**What is needed:** Only the total should be returned: the number of lines in the data that hold the string "below".

+++ Extracted records

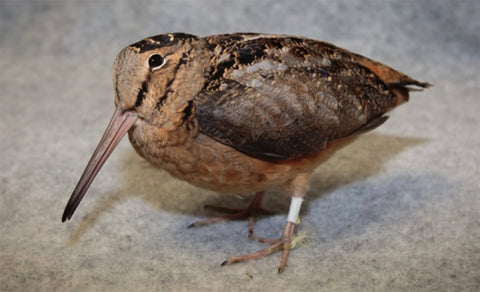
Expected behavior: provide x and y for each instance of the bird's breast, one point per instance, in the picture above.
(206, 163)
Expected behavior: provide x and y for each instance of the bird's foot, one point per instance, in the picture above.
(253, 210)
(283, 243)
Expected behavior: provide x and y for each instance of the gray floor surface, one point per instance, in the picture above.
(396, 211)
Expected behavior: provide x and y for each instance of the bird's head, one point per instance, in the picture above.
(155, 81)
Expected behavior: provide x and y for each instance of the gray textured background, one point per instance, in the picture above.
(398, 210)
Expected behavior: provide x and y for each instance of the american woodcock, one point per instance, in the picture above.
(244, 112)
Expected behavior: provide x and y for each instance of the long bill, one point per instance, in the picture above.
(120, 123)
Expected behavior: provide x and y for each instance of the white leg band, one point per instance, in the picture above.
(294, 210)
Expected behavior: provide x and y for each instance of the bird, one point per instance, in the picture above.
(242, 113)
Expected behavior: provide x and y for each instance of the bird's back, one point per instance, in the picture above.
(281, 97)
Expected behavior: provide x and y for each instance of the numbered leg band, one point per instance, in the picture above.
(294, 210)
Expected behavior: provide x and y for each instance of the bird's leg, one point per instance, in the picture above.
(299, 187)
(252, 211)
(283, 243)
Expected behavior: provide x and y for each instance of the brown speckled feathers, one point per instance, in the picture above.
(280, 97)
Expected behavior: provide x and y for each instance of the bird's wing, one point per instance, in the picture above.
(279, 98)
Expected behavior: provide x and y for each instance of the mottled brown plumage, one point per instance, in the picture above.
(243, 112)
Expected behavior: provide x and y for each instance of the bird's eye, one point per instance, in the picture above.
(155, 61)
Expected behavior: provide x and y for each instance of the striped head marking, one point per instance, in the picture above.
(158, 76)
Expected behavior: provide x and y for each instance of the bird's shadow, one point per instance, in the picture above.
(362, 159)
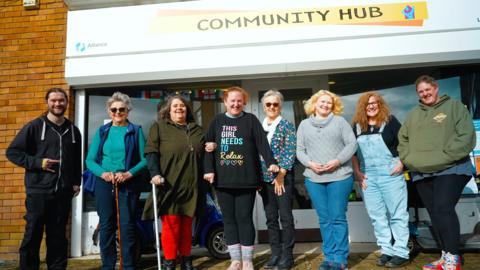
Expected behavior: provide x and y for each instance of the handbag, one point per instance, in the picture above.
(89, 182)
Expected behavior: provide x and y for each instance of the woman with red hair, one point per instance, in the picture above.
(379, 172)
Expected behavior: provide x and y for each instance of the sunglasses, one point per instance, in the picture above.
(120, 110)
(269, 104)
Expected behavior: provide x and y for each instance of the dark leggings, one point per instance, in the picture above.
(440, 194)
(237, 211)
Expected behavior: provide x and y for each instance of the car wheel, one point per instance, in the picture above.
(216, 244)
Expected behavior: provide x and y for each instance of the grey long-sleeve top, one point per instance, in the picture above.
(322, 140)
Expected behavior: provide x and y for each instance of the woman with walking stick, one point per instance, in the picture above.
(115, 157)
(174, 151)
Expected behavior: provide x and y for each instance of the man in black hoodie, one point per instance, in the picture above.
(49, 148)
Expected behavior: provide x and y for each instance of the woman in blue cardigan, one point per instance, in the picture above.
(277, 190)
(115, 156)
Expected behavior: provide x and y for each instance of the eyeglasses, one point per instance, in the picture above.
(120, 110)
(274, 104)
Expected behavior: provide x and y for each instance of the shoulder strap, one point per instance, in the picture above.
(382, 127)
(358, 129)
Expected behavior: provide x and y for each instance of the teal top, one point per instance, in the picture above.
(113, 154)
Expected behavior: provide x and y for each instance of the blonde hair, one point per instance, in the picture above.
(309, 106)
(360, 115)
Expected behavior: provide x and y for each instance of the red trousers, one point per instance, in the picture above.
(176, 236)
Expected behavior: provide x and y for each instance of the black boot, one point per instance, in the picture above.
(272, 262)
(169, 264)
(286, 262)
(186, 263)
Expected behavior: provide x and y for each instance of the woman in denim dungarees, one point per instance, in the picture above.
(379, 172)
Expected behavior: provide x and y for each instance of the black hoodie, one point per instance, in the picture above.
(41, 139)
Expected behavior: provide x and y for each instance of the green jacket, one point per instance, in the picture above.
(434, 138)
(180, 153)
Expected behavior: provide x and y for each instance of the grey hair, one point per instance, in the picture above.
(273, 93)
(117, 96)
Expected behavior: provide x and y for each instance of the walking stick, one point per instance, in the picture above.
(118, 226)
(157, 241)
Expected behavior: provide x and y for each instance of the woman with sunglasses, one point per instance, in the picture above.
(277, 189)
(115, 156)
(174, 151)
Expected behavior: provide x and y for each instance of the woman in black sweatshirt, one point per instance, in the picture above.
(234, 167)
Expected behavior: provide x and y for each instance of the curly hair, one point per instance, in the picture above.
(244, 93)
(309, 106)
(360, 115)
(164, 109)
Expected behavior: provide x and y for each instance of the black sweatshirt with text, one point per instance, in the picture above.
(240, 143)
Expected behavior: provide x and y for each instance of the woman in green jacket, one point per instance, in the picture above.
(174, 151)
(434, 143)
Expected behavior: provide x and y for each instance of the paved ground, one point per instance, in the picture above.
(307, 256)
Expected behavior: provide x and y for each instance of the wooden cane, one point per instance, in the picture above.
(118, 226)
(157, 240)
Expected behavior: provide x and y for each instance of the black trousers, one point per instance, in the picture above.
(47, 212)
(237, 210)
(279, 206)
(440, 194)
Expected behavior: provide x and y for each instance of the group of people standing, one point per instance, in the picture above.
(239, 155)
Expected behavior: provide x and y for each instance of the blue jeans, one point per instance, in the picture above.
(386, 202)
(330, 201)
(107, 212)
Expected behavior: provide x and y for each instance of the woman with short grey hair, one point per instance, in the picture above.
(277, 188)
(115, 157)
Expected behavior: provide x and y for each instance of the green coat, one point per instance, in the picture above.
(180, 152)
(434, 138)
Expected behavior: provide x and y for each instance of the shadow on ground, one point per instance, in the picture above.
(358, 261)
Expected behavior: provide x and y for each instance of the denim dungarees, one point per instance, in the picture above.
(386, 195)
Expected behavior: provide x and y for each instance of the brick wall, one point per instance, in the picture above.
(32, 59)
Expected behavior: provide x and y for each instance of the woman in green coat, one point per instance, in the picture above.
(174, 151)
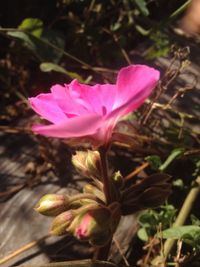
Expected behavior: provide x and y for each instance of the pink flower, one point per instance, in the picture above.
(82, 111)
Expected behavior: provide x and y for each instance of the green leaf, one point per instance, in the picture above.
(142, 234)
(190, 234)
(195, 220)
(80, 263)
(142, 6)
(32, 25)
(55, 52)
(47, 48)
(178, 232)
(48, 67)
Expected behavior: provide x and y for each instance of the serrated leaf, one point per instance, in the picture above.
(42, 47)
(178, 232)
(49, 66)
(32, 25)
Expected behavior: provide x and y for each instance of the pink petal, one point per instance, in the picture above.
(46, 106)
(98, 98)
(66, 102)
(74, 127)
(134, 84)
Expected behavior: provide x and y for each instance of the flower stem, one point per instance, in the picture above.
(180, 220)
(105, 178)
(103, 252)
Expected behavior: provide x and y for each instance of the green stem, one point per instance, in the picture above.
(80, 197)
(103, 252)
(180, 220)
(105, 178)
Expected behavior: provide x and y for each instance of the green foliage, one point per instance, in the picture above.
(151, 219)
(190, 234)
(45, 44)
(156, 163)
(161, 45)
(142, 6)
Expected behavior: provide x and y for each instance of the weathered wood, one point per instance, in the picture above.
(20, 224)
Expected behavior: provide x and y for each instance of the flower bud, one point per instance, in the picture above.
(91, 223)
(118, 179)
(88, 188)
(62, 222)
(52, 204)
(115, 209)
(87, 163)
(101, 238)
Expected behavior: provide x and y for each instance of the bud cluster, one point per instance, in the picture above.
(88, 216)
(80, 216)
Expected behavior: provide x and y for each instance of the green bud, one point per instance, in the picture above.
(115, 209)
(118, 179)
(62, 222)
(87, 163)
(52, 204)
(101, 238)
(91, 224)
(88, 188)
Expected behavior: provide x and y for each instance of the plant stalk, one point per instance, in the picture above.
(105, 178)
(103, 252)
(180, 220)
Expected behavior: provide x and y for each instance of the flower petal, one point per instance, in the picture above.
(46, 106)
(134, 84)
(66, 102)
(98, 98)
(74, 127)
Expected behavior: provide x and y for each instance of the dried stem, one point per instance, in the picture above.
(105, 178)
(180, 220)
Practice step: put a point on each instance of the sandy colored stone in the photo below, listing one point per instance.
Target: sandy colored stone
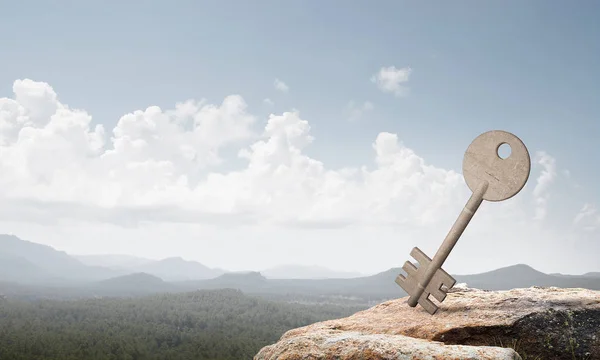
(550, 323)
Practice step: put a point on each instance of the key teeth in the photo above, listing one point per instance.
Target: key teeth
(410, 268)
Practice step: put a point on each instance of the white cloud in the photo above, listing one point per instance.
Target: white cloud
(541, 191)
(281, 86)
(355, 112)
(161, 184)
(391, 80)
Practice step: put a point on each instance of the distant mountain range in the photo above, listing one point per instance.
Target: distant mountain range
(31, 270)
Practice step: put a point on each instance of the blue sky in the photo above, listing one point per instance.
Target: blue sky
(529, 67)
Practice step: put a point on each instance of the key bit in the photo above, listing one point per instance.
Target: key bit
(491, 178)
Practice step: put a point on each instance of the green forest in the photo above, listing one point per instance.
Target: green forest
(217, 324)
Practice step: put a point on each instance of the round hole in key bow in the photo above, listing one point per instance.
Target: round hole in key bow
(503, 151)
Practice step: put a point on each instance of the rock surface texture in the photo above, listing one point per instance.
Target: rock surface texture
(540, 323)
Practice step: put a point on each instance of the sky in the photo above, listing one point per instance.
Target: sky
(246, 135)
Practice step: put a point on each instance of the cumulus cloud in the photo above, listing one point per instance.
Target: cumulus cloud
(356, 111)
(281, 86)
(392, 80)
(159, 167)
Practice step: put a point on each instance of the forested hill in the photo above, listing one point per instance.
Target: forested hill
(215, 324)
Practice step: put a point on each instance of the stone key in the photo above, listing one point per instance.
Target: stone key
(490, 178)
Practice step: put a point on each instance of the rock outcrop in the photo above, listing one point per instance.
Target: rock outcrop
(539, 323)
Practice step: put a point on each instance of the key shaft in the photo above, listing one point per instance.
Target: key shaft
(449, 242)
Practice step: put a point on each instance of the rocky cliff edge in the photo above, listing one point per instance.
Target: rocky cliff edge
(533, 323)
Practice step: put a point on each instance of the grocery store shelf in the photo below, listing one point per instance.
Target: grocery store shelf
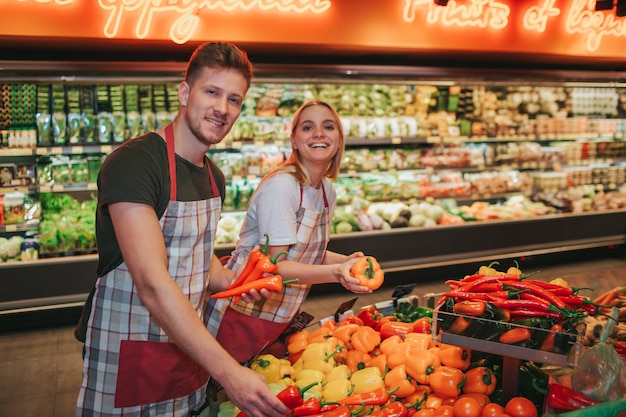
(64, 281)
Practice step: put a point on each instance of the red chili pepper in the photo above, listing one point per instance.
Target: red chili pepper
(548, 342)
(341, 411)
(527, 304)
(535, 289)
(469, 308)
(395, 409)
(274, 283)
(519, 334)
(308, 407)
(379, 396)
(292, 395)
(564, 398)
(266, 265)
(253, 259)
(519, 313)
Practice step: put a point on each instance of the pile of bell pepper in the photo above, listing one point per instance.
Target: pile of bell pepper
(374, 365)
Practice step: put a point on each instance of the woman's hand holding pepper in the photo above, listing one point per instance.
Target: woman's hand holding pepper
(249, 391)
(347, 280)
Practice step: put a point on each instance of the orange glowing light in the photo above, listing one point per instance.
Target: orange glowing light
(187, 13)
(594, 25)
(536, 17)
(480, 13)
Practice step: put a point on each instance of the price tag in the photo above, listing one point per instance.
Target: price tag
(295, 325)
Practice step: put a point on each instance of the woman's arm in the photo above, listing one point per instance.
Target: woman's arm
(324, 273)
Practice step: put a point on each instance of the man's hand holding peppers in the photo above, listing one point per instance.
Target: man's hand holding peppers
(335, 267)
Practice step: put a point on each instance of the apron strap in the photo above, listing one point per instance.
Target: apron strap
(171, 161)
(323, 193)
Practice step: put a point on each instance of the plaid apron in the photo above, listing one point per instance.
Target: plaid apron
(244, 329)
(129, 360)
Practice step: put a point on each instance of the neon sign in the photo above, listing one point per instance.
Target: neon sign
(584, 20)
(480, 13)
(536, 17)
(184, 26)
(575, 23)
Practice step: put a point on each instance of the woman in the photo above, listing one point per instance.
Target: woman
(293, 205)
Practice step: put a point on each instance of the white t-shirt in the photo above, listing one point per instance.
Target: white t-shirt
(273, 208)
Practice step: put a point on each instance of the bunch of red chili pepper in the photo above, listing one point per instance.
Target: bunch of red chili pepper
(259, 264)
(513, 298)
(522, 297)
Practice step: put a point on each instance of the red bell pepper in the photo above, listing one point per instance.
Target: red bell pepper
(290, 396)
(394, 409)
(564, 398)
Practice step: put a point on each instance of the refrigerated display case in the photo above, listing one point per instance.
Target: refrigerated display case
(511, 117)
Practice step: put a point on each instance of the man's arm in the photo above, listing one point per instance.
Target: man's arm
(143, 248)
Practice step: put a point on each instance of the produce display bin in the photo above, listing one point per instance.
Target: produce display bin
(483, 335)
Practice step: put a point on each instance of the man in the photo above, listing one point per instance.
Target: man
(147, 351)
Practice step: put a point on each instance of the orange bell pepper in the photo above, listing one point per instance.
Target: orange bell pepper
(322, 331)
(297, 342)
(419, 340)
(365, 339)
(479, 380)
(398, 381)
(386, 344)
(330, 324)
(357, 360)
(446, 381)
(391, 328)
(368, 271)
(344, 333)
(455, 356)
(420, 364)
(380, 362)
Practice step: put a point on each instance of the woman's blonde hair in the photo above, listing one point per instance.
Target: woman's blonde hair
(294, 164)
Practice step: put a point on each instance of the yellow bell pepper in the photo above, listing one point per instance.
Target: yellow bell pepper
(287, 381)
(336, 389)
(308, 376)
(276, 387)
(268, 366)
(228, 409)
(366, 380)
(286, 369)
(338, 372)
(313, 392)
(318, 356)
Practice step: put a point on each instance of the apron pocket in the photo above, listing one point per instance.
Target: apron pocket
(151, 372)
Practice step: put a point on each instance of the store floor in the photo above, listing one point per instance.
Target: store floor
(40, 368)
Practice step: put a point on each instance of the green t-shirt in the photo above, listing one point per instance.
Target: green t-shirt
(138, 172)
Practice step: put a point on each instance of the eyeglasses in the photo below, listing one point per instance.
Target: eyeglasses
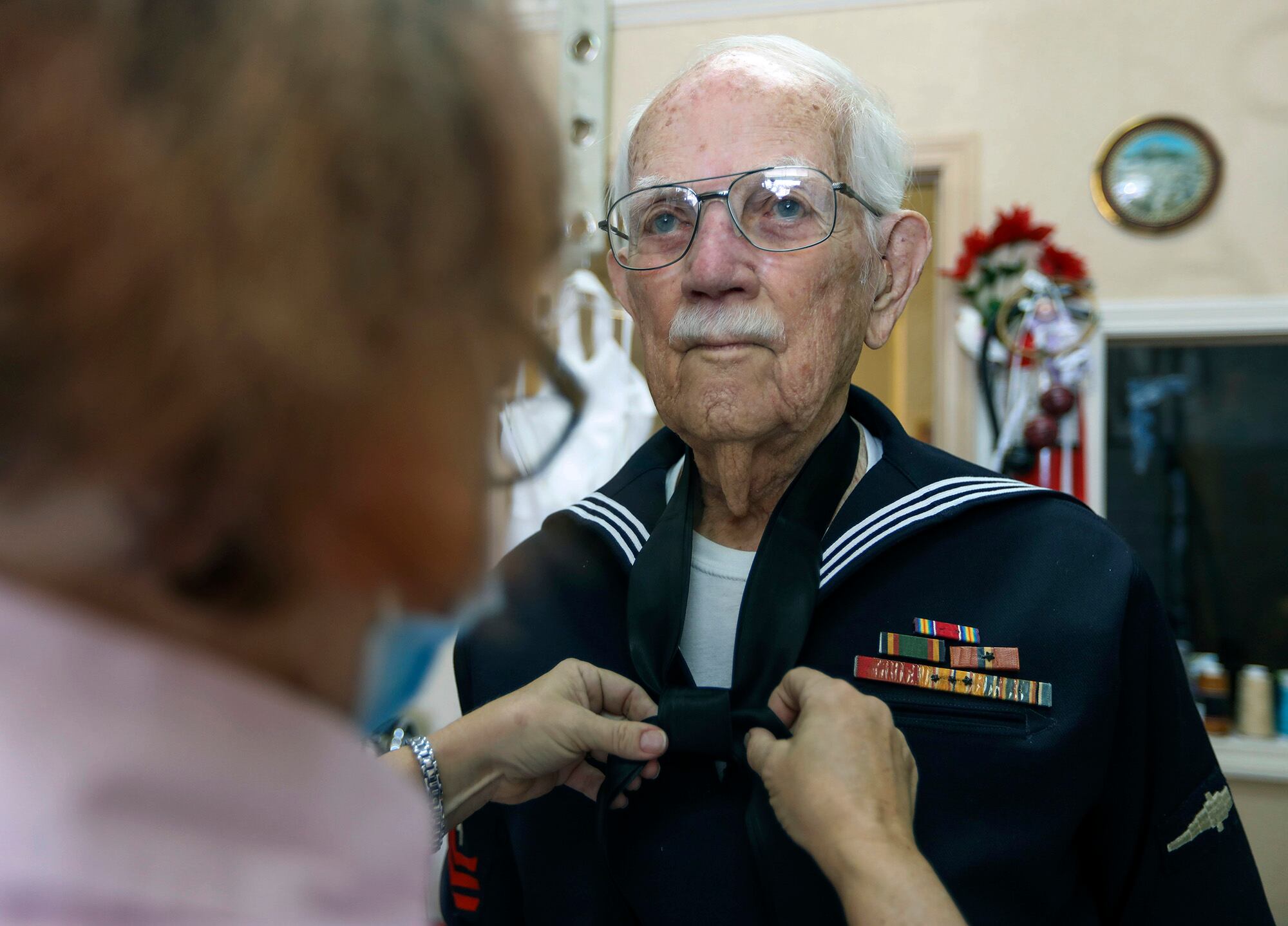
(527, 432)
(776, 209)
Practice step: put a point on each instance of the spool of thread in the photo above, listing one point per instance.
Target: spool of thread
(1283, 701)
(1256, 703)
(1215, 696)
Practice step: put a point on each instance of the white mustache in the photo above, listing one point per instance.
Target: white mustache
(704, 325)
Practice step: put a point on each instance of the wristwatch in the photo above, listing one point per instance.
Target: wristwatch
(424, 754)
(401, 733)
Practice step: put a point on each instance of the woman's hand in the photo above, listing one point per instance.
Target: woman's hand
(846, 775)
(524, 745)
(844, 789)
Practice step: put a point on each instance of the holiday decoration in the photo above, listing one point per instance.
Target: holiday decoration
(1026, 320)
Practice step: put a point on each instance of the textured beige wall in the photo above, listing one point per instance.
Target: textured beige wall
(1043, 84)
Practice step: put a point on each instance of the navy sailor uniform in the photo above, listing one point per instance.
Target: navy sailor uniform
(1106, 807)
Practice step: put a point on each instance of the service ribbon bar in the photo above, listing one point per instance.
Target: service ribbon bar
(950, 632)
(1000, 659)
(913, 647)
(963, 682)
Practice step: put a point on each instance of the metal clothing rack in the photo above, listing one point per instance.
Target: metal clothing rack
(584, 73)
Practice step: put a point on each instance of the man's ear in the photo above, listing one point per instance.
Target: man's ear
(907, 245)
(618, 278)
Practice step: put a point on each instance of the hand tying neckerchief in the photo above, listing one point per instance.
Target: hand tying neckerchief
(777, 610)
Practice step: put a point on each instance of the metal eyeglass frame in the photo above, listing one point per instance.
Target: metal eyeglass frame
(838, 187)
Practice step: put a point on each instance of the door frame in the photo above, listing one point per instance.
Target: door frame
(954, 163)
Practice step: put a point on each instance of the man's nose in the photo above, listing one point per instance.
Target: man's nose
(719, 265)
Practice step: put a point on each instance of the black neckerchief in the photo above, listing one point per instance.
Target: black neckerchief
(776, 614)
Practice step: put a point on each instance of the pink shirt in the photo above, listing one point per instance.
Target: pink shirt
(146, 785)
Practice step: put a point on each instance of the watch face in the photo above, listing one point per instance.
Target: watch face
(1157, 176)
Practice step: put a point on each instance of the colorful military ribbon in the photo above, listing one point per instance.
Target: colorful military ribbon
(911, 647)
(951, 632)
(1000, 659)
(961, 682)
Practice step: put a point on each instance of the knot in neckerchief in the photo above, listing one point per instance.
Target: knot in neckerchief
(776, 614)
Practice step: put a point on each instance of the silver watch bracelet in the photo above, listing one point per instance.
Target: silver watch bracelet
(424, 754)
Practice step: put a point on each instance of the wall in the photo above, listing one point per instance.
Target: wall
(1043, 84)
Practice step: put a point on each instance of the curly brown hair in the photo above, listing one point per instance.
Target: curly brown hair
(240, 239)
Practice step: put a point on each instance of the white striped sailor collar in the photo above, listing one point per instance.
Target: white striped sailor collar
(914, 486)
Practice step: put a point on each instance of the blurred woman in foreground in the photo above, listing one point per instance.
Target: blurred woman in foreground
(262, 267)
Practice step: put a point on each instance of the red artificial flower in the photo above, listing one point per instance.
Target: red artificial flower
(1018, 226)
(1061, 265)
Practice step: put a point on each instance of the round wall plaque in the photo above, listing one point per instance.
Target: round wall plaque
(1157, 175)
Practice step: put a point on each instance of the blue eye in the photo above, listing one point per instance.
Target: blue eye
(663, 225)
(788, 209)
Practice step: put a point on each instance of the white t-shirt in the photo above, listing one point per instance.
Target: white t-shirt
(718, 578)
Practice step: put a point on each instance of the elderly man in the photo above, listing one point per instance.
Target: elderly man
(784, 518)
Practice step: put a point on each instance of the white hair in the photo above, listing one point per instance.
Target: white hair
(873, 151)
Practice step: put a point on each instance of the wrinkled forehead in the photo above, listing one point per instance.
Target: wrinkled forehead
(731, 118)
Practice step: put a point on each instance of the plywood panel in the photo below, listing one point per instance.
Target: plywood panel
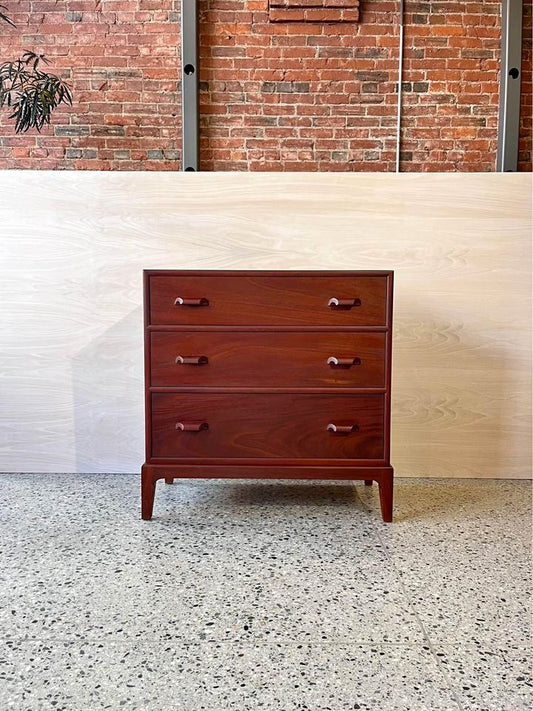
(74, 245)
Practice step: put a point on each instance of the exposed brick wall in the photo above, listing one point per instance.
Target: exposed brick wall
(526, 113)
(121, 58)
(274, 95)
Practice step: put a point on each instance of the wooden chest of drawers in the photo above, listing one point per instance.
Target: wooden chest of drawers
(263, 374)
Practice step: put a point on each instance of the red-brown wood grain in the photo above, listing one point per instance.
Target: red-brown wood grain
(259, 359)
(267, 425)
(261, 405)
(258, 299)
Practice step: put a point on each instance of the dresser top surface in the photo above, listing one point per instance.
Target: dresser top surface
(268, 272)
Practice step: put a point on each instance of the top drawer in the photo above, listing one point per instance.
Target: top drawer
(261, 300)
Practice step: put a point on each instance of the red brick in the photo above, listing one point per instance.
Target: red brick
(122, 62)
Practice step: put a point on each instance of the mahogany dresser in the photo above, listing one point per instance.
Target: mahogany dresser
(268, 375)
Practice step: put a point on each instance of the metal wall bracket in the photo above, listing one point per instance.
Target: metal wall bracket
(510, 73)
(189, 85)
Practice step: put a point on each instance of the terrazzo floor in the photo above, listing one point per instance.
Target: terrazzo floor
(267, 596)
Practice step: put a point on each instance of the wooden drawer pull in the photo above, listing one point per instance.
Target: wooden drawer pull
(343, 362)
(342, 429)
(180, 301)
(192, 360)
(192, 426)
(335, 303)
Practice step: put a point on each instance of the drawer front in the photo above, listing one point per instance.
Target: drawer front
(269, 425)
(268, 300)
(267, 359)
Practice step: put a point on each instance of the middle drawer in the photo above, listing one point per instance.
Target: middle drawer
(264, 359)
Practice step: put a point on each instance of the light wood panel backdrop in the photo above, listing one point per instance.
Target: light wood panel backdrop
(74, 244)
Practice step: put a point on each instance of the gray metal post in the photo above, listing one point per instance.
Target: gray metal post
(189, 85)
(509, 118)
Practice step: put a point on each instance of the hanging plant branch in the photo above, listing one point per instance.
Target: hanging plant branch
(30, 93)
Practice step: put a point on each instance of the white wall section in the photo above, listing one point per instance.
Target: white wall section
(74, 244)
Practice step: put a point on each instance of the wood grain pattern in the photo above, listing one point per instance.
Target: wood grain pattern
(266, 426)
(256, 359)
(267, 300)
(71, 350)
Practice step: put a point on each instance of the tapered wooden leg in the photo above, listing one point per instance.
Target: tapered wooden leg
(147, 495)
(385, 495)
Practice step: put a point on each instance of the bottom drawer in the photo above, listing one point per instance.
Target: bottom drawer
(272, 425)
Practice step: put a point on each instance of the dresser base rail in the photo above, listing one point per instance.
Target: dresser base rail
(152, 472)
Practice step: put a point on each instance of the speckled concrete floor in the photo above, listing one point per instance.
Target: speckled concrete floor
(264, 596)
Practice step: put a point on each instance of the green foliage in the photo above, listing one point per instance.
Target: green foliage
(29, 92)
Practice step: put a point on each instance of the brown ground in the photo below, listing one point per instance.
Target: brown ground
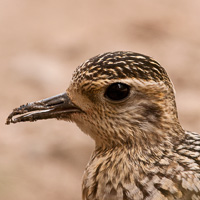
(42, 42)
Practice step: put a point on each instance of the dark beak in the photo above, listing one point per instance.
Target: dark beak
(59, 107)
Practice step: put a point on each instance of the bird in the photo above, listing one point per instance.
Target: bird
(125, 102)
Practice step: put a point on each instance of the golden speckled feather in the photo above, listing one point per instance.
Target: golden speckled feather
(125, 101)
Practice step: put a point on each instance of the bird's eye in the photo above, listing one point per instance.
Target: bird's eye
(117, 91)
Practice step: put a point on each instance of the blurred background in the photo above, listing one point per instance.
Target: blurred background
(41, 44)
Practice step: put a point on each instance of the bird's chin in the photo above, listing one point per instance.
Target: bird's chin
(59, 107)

++++++

**Reply:** 5